### SET PROBLEM A
Answer these questions using the text about leaders going to war:
(i) What range does the text give for Olmert's approval rating?
(ii) Which two countries does the text say Bush invaded, and in what order?
(iii) According to the text, what could abducting the British sailors easily have escalated to?

### TEXT SHOWN
>> START

Ahem, but, um, lack of popularity or mandate didn't stop Bush (or Olmert for that matter) from actually going to war and devastating other countries with no clear victory or point.  Why should it stop Ahmadinejad? 

Olmert may go to war again (many people say with Syria, some say Lebanon again, some say Iran) to bolster his tenuous hold on power (his approval rating here is between 0 and 3%!!!!)  Bush invaded first Afghanistan, then Iraq, and who knows who's next, despite his support even in the military getting thinner by the day.  Why should Ahmadinejad-- who operates in a considerably less democratic system, albeit sharing power with theocrats-- be any more beholden to the will of the people, or to rational decision making, or to accountability?  It's a weak argument at best, Josh.  Leaders can and do go ahead and take their countries into wars and disasters, with or without the consent of the people. Especially when they feel their power flagging (see, say, Milosevic!) 

If anything, declining support for Ahmadinejad may make him MORE likely to provoke war-- or has already.  Just as abducting Israeli soldiers provoked a war for Hezbollah, abducting the British sailors could easily have escalated to war with GB or the coalition-- it may only be luck that Iran got away with that one.

>> END

### DATA ROWS
>> START

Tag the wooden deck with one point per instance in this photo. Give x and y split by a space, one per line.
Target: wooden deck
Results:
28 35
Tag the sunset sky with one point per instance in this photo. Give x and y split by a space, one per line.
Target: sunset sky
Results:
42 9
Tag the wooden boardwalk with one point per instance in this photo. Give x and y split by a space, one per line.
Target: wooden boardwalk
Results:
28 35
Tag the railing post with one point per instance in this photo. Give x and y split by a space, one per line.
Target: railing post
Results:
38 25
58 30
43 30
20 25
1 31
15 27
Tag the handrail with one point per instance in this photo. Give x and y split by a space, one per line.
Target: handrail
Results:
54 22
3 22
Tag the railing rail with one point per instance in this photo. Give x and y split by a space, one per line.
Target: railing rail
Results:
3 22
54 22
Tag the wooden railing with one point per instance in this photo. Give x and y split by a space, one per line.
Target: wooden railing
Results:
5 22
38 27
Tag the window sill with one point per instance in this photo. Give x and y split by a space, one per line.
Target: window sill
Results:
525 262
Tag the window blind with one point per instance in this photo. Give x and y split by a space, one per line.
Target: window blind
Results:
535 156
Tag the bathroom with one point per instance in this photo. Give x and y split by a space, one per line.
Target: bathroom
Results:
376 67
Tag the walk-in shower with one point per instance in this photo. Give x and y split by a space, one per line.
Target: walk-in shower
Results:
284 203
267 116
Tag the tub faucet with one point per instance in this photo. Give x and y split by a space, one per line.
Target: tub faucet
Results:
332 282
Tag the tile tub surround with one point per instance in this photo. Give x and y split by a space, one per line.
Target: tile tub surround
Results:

>> END
>> START

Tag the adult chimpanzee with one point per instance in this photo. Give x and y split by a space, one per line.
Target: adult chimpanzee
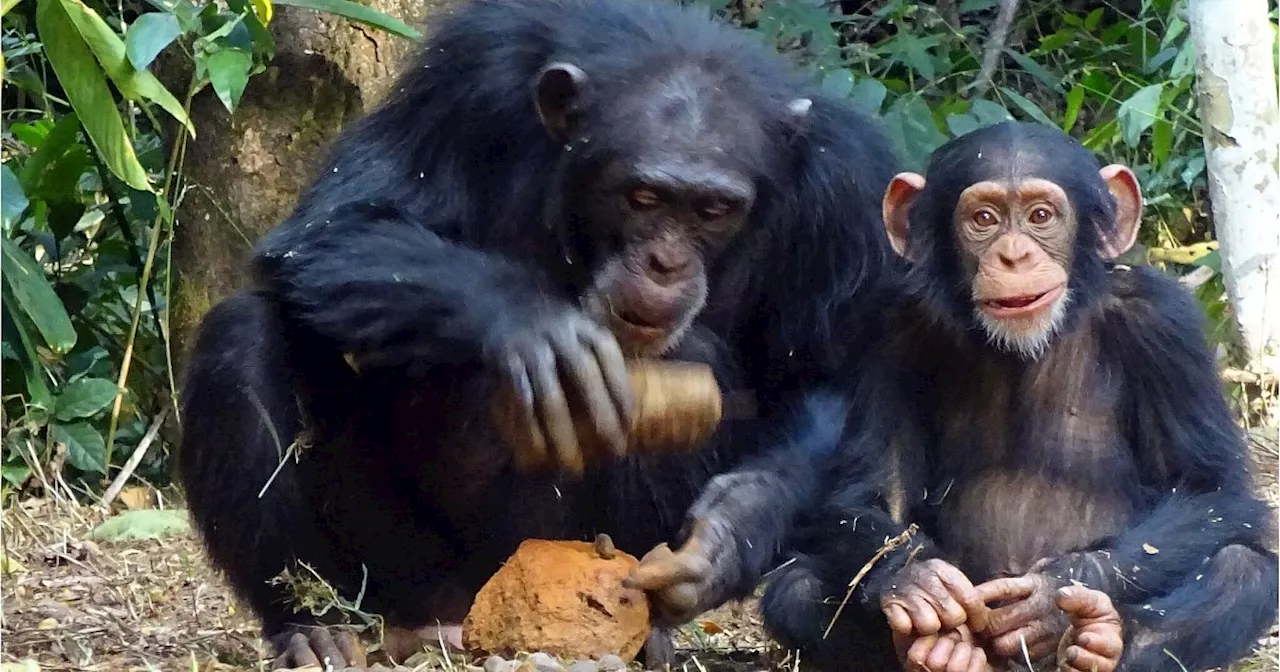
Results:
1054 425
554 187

>> END
>> START

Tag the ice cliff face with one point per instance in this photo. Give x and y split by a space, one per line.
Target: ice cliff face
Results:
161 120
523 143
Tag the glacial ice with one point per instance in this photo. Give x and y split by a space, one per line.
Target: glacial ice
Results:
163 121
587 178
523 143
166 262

>> END

### SET PROBLEM B
Find every line in the entries that contains the string "blind" and copy each of those lines.

### TASK OUTPUT A
(i) Between 0 and 3%.
(ii) First Afghanistan, then Iraq.
(iii) War with GB or the coalition.

### TASK OUTPUT B
Tag the window blind with one point per instance in this photo. Give x and y split by a space, one per line.
Target: window blind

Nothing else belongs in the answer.